__WHAT YOU WILL DO__.
Return all of the records exactly.

__SOURCE MATERIAL__.
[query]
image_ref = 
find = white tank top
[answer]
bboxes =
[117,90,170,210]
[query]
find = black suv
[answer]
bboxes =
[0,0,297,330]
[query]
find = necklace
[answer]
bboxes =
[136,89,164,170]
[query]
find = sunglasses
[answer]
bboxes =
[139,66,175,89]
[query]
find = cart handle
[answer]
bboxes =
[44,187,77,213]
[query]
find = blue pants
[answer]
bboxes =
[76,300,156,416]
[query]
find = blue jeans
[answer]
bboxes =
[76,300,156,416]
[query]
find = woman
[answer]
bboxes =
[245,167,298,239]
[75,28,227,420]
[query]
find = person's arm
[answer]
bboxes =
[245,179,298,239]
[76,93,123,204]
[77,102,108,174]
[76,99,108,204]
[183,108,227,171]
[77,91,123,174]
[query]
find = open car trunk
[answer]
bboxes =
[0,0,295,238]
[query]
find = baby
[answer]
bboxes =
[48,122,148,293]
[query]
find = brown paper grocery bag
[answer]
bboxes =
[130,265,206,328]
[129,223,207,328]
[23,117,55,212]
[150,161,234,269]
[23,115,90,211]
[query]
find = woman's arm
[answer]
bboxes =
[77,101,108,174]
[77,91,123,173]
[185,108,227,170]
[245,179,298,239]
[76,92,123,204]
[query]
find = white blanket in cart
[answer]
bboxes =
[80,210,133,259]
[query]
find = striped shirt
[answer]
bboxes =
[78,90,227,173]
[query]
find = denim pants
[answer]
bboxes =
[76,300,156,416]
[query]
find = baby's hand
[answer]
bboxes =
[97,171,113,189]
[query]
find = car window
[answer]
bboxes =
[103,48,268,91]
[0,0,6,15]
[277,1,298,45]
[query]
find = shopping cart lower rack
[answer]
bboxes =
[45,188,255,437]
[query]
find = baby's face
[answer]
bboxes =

__RESPONSE BOX__.
[query]
image_ref = 
find = white tank top
[answer]
bboxes =
[117,90,170,210]
[query]
find = black suv
[answer]
bboxes =
[0,0,297,330]
[query]
find = necklace
[answer]
bboxes =
[136,89,164,170]
[query]
find = sunglasses
[answer]
bboxes =
[139,66,175,89]
[query]
find = cart handle
[answer]
bboxes =
[44,187,77,213]
[query]
find = blue pants
[answer]
bboxes =
[76,300,156,416]
[query]
find = blue jeans
[answer]
bboxes =
[76,300,156,416]
[query]
find = woman
[answer]
bboxes =
[245,167,298,239]
[75,28,227,420]
[query]
find = person's arm
[answer]
bboxes =
[245,179,298,239]
[76,93,123,204]
[77,102,108,174]
[76,99,108,204]
[183,108,227,171]
[77,91,123,174]
[query]
find = open car trunk
[answer]
bboxes =
[0,0,295,238]
[query]
find = baby
[answer]
bboxes =
[48,122,148,293]
[query]
find = brown paper grocery bag
[answer]
bboxes =
[130,265,206,328]
[129,223,207,328]
[23,117,55,212]
[150,161,234,269]
[23,115,90,211]
[query]
find = woman's arm
[answer]
bboxes =
[77,101,108,174]
[77,91,123,173]
[185,108,227,170]
[245,179,298,239]
[76,92,123,204]
[query]
find = white blanket in cart
[answer]
bboxes =
[80,210,133,259]
[query]
find = striped shirt
[answer]
bboxes =
[78,90,227,173]
[query]
find = denim pants
[answer]
bboxes =
[76,300,156,416]
[query]
find = baby's hand
[answer]
bboxes =
[97,171,113,189]
[query]
find = car window
[answer]
bboxes =
[103,48,268,91]
[0,0,6,15]
[277,1,298,45]
[query]
find = shopping cart lower rack
[answer]
bboxes =
[45,188,255,437]
[query]
find = baby's face
[answer]
bboxes =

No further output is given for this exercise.